Excerpted passage:
────────────────

Healthcare Insurance ETL & Data Visualization Project

Overview

This project is a basic analytics project whwre i performed an ETL (Extract, Transform, Load) workflow and create basic data visualizations using Python and associated libraries such as pandas for creating codes, markdown for comments and matplotlib, seaborn for basic visualisations and plotly was used to create a basic visualisation that is interactive. The dataset used is a CSV file containing healthcare insurance data.

Objectives

Extract data from a CSV file
Transform the data using cleaning and preprocessing techniques
Load the data into a pandas DataFrame for analysis
Perform exploratory data analysis (EDA)
Create visualizations using matplotlib, seaborn and plotly

Technologies Used

Python 3.12.8
pandas
matplotlib
seaborn
plotly
NumPy
Jupyter Notebook
Git & GitHub
vs code

Key Findings

Smokers are charged significantly higher
BMI and age positively correlate with increased insurance charges
Regional geographic differences are evident in pricing but not as significant as other personal features such as age, smoking habits and BMI.

Project Structure

Open Healthcare_insurance.ipynb in Jupyter Notebook in VS Code IDE.
Run the notebook cells to follow the ETL workflow and view the visualizations.

Key Steps

Extract: Load the CSV data using pandas.
Transform: Clean missing values, check data types, and preprocess as needed.
Load: Store the cleaned data in a DataFrame.
Visualize: Generate plots to explore relationships and trends in the data.

────────────────

Activity list:
[1] Rewrite the part of the healthcare insurance project description that opens with "Run the notebook" and closes with "in a DataFrame.", using "polars" in place of "pandas".
[2] Carry on the healthcare insurance project description from the point where it stops.
The data that comes next is separate material, unrelated to the healthcare insurance project description.

Information provided:
────────────────

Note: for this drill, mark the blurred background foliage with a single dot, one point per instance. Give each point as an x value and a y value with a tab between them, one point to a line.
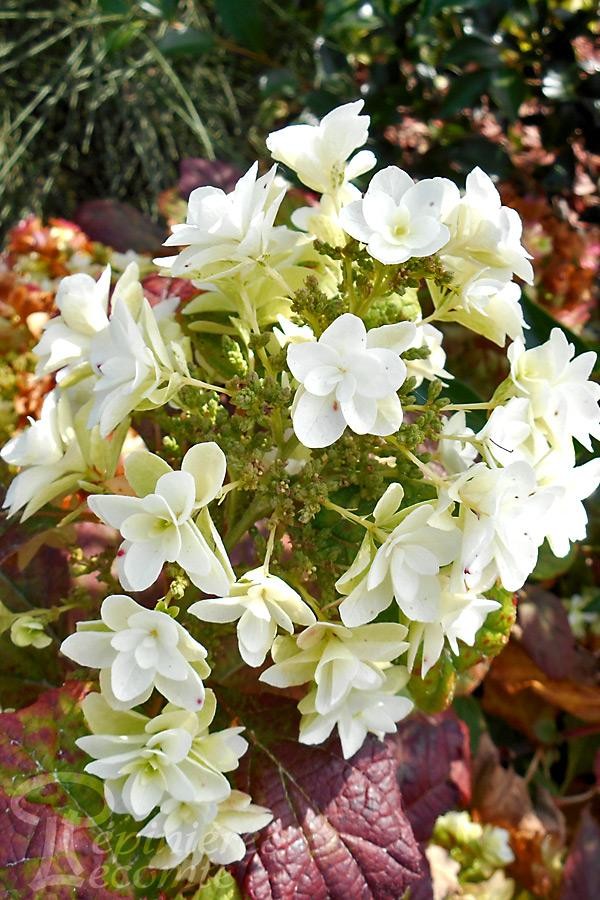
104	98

────────────────

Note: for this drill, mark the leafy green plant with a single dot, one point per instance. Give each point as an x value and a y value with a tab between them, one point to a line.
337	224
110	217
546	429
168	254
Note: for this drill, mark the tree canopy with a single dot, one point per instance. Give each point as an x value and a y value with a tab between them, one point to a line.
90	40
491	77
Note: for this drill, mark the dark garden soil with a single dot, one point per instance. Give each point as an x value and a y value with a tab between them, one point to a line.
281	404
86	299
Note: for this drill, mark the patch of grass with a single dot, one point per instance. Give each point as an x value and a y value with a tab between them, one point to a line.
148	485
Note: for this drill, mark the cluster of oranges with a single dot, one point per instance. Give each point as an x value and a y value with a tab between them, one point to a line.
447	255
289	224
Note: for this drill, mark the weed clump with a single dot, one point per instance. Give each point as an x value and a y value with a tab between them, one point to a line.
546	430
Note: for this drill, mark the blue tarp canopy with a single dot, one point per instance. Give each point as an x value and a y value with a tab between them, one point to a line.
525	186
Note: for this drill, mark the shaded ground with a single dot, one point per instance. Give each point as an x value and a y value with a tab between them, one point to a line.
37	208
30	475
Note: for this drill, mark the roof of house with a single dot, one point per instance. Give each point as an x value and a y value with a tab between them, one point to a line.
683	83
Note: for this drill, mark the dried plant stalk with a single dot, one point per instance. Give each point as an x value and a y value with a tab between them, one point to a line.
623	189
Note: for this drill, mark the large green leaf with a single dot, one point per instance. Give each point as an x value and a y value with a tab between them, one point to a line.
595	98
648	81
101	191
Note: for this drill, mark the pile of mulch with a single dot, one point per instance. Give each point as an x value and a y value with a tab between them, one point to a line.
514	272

────────────────

Solved problems:
[1]
Run the notebook cells to follow the ETL workflow and view the visualizations.

Key Steps

Extract: Load the CSV data using polars.
Transform: Clean missing values, check data types, and preprocess as needed.
Load: Store the cleaned data in a DataFrame.

[2]
Agile Methodothology

This is a collaborative and sustainable way of managing projects by breaking the work into small, manageable tasks, delivering results step by step, and improving tasks based on regular feedbacks (Beck, K., et al.(2001). Manifesto for Agile Software Development. [https://agilemanifesto.org]

User Story

As a student Data Analyst, I want to build an ETL pipeline to extract, clean, transform, and load healthcare insurance cost data (including personal features such as age, gender, BMI, family size, smoking habits, and geographic region) from Kaggle, so that I can perform analysis, create and generate reports on how personal and geographic factors influence insurance costs.

Tasks

Extract Data
- Download and extract healthcare insurance data from Kaggle (CSV format) [https://www.kaggle.com/datasets/willianoliveiragibin/healthcare-insurance]
Clean Data
- Handle missing values (impute or drop as appropriate).
- Normalize data types and ensure correct formatting of all fields.
Transform Data
- Apply business logic to create derived columns (e.g., BMI category).
- Encode categorical variables for analytics.
Load Data
- Load the cleaned and transformed data into a Pandas DataFrame.
Validate & Visualize Data
- Check data quality and consistency (duplicates, nulls, ranges).
- Perform descriptive statistics and correlation analysis.
- Visualize insights, predictive models, and the impact of geographic regions.

Acceptance Criteria

1. Data Extraction

1 The pipeline shall extract raw data from Kaggle in CSV format, including fields: age, gender, BMI, smoking status, family size, region, and insurance cost.
2 The extraction process must log missing or duplicate records and report extraction success/failure.

2. Data Transformation

1 The pipeline shall clean data by removing duplicates, handling missing values, and standardizing field formats (e.g., gender as ‘Male’/‘Female’).
2 All numerical fields (age, BMI, family size, insurance cost) must be validated to fall within realistic, pre-defined ranges.
3 Categorical variables (gender, smoking status, region) must be encoded for downstream analytics.
4 The pipeline shall create derived features, such as BMI category and age group.

3. Data Loading

1 The cleaned and transformed data shall be loaded into a Pandas DataFrame following a pre-defined schema.
2 The loading process must be IDE potent, preventing duplicate entries.
3 The pipeline must validate and log each load, including row counts and data checksums.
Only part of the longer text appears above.